◆ Problem to work on
Your output should be the listing itself, repeated exactly.

· · · ·

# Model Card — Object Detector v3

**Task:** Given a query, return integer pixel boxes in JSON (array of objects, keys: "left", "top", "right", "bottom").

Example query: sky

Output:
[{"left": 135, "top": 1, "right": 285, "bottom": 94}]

· · · ·

◆ Answer
# Model Card — Object Detector v3

**Task:** Given a query, return integer pixel boxes in JSON (array of objects, keys: "left", "top", "right", "bottom").

Example query: sky

Output:
[{"left": 135, "top": 1, "right": 285, "bottom": 94}]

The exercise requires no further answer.